§ **ENTRIES**

^^^^^^^^^^^^^^^^

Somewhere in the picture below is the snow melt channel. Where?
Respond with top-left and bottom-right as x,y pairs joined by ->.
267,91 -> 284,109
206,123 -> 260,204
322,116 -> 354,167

^^^^^^^^^^^^^^^^

§ **THE TASK**
Copy every row above line for line, with no changes.

§ **COMPLETED TASK**
Somewhere in the picture below is the snow melt channel. Where?
Respond with top-left and bottom-right as x,y pairs joined by ->.
267,91 -> 284,109
206,123 -> 260,204
322,116 -> 354,167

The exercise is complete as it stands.